#### Passage to read
Phone: face not recognized
Me: *starts crying*
Phone: Ahh there it is
Kid: I want pancakes.
Dad: Me too. Go wake up your mom.
Kid: Nice try. Do I look stupid to you?
[phone]
Me: Oh wow I love your voice
Her: Thanks!
Me: And your accent is so cool, are you from the south?
Her: Good guess!
Me: Oh yeah I love it down there, the weather, the food!
Her: Me too! It’s the best!
Me: It really is
Her: Anyway what’s your emergency
Me: I’ve been stabbed
HER: I’m ending this
ME: why?
HER: you’re way too literal
ME: I promise I can change
HER: prove it
ME: *puts on a different shirt*
I knew I had succeeded as a life coach when they called me needing to be bailed out of jail.
[Orange Juice on tinder]
TINDER: “You have a match!
Orange juice: “Oh great!”
TINDER: “It’s toothpaste.”
Orange juice: “Oh no.”
WIFE: I want a new baby monitor for Christmas
ME: k
[Christmas morning]
WIFE: um
PRESENT UNDER TREE: *hisses and rustles*
ME: you should open that one first
I think this man might be the one, I say right before he dumps me and I never hear from him again
“You suck.”
“No, you suck.”
“Really, you suck.”
“Please, you suck.”
“You suck, I insist.”— Polite vampires.
########
• _Written problem 1_: Set down the portion of the jokes starting with "Dad: Me too." and going on through "weather, the food!", copying it word for word.
#### Data for processing
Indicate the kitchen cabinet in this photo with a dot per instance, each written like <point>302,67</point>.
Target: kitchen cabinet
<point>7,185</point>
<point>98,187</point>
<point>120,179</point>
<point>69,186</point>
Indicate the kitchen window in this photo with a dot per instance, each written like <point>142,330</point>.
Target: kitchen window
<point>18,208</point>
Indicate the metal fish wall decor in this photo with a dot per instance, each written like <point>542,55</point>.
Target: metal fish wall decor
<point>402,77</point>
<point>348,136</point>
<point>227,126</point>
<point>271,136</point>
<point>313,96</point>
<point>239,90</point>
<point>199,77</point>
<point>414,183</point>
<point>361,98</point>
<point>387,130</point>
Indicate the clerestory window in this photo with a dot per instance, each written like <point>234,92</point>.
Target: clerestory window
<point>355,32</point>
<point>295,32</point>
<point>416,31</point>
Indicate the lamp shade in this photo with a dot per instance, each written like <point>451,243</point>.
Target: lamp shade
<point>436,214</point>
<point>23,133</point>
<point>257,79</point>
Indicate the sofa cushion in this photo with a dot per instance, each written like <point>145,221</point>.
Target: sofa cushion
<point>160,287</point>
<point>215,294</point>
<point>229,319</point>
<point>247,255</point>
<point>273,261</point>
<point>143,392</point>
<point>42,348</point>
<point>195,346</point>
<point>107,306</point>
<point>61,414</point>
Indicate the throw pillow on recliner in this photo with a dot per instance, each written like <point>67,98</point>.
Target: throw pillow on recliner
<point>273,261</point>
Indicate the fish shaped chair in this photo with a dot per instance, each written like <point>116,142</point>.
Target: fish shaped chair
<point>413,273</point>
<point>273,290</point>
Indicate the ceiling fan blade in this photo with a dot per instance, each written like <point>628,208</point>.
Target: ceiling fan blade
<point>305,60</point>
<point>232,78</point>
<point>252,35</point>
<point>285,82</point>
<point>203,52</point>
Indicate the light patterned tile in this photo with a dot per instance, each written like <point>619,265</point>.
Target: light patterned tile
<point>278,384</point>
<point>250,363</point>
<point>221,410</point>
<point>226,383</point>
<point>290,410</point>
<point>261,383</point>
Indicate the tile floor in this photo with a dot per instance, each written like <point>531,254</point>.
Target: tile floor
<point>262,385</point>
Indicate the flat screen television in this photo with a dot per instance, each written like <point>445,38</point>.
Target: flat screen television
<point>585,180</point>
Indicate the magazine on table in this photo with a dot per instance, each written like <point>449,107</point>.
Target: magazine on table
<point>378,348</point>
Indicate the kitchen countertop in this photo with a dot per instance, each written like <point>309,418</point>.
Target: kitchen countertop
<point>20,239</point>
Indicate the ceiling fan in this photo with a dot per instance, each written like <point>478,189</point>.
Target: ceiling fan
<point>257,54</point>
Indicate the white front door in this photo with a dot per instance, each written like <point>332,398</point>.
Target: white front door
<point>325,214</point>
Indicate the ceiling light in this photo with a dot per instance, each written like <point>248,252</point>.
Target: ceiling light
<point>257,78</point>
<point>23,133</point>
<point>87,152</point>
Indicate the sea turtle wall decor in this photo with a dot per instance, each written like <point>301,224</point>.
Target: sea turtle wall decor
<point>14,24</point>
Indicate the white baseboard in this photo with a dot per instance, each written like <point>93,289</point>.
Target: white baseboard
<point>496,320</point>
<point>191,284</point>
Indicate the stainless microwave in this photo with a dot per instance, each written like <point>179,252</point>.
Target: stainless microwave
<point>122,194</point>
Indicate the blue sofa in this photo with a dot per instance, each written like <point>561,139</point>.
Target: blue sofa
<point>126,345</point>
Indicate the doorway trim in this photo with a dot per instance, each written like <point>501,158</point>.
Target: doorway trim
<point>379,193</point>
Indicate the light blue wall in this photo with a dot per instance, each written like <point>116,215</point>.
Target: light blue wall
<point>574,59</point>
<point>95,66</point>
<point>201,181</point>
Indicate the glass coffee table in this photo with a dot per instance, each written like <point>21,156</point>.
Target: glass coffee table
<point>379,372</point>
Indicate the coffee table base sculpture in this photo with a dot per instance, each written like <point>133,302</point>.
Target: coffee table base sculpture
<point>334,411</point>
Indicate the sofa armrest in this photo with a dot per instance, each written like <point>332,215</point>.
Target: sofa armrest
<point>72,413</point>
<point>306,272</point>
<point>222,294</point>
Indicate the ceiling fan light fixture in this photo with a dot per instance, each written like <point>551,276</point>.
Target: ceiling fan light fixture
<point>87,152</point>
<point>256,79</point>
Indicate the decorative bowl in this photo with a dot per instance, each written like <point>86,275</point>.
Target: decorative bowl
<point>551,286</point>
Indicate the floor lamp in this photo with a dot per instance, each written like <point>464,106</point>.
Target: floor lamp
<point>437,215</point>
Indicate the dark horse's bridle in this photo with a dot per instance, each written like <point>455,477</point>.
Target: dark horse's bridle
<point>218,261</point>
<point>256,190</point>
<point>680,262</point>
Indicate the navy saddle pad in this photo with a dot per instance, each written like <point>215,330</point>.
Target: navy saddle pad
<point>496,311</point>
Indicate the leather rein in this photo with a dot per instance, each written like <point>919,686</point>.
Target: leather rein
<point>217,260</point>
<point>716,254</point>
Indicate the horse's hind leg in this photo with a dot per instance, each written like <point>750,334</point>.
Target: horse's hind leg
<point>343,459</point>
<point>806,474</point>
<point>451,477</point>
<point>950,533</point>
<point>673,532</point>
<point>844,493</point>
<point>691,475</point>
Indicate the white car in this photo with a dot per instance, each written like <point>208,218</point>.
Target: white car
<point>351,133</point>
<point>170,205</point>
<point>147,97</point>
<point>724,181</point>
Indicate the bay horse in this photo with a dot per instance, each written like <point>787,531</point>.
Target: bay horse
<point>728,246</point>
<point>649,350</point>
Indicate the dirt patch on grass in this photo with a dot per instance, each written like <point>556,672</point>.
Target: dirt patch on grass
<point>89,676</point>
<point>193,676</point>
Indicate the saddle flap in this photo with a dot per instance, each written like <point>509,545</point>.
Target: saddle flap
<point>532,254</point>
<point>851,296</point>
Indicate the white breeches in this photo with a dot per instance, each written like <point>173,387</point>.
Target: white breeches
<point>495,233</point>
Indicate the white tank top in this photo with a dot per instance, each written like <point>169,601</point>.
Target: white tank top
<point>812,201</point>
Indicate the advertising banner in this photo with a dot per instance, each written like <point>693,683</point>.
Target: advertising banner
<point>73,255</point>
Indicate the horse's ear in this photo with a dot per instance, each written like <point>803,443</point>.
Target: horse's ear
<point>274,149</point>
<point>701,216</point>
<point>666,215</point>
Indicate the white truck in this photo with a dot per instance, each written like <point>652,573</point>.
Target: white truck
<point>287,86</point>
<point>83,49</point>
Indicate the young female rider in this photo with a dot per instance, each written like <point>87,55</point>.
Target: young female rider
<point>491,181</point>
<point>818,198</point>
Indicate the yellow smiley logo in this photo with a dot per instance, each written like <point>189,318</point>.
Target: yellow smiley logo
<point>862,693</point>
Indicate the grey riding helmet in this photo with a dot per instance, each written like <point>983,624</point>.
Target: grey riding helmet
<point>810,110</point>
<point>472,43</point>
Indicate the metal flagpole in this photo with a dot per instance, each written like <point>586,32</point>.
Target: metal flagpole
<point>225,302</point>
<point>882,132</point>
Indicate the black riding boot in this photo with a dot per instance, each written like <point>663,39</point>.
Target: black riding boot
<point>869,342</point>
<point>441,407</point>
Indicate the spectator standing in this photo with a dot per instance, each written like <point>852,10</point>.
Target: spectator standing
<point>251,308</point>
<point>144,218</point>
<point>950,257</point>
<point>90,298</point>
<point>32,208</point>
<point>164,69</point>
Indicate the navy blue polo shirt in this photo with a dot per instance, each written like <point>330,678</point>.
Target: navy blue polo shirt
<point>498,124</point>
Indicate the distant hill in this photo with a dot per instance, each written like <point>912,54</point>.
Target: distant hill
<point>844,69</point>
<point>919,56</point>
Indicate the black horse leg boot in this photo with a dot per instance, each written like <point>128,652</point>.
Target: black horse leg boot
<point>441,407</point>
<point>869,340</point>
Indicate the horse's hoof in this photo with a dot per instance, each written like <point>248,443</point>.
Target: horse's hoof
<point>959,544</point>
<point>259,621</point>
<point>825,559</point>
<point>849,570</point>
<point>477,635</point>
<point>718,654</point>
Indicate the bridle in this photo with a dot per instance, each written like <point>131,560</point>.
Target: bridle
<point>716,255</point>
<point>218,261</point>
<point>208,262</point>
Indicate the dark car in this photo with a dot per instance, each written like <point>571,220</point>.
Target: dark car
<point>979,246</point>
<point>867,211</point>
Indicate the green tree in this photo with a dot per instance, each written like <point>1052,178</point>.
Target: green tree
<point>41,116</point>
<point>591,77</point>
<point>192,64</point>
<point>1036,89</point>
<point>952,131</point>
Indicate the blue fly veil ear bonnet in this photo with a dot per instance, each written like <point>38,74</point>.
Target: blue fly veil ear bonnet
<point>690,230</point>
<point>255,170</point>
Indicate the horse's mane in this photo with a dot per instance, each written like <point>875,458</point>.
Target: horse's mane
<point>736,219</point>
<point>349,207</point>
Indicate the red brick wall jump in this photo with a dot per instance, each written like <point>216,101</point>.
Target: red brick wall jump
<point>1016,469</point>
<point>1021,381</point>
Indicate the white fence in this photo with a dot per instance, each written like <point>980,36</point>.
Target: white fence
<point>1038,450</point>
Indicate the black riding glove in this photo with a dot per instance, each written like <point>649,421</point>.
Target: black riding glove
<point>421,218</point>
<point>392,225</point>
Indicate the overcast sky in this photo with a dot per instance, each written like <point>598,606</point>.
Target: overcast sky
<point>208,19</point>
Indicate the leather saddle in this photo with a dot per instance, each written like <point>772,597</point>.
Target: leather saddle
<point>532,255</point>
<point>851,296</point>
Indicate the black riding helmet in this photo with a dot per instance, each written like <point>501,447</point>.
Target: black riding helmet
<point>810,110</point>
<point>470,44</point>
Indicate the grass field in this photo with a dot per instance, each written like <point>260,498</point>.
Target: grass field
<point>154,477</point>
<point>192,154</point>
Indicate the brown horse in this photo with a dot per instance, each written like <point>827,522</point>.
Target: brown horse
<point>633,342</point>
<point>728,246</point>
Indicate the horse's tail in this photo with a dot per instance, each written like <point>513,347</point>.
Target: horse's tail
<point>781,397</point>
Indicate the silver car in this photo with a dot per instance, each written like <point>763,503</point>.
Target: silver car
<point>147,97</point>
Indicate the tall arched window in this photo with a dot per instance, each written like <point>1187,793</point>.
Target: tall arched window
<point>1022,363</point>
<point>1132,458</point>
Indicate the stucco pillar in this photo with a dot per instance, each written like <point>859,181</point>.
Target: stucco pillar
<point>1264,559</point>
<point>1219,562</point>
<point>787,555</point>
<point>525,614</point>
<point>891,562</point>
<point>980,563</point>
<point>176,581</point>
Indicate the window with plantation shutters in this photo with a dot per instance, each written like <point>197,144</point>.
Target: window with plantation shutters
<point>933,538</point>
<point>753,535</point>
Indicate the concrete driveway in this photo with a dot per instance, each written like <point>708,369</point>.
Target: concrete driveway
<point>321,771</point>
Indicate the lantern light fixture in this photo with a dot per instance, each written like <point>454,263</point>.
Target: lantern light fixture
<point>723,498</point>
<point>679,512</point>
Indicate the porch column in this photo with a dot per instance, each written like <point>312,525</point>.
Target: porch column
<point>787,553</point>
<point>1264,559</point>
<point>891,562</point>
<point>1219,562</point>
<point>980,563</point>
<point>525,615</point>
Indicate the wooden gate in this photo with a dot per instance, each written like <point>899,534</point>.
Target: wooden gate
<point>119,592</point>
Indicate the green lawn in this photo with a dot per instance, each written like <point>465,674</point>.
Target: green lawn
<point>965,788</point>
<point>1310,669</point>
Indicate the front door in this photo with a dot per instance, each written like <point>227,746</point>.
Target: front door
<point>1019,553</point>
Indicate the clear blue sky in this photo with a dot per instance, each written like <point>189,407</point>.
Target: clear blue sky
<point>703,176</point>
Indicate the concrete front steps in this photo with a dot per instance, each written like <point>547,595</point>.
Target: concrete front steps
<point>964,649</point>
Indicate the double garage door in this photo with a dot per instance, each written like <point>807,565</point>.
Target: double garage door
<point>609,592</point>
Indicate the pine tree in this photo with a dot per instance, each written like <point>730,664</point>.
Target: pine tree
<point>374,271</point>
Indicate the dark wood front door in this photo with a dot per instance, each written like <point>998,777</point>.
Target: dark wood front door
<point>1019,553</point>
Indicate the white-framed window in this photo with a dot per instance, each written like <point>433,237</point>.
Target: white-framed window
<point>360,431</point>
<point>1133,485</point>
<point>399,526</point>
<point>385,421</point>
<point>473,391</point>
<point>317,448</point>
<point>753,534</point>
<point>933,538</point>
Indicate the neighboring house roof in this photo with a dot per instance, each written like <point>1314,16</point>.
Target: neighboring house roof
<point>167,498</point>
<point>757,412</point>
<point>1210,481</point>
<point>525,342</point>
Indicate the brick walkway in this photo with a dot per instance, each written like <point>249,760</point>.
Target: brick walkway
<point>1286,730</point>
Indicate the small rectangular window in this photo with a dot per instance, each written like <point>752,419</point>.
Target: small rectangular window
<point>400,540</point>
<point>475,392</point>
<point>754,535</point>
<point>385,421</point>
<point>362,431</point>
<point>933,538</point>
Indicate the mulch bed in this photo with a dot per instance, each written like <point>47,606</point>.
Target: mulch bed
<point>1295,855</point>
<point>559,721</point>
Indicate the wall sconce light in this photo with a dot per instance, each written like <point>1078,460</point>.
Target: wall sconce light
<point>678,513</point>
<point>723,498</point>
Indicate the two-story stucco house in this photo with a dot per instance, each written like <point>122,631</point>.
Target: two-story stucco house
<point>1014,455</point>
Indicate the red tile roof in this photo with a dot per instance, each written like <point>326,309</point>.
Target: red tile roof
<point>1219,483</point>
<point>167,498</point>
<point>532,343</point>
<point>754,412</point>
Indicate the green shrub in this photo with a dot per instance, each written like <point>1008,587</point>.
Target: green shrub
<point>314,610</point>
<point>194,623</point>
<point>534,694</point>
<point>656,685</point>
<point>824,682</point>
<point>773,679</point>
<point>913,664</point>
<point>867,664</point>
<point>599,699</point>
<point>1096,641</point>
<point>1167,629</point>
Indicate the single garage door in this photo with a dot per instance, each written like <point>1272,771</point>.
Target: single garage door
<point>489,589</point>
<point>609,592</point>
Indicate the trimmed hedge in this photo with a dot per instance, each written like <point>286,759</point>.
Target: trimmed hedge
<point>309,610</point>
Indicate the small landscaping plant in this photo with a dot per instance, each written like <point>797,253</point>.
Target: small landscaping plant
########
• _Written problem 2_: Extract from the records the lines starting with the line with "Indicate the spectator" and going on through the line with "<point>164,69</point>", repeating them without any change.

• _Correct response 1_:
Dad: Me too. Go wake up your mom.
Kid: Nice try. Do I look stupid to you?
[phone]
Me: Oh wow I love your voice
Her: Thanks!
Me: And your accent is so cool, are you from the south?
Her: Good guess!
Me: Oh yeah I love it down there, the weather, the food!

• _Correct response 2_:
Indicate the spectator standing in this photo with a dot per instance, each written like <point>852,10</point>.
Target: spectator standing
<point>251,308</point>
<point>144,218</point>
<point>950,257</point>
<point>90,298</point>
<point>32,208</point>
<point>164,69</point>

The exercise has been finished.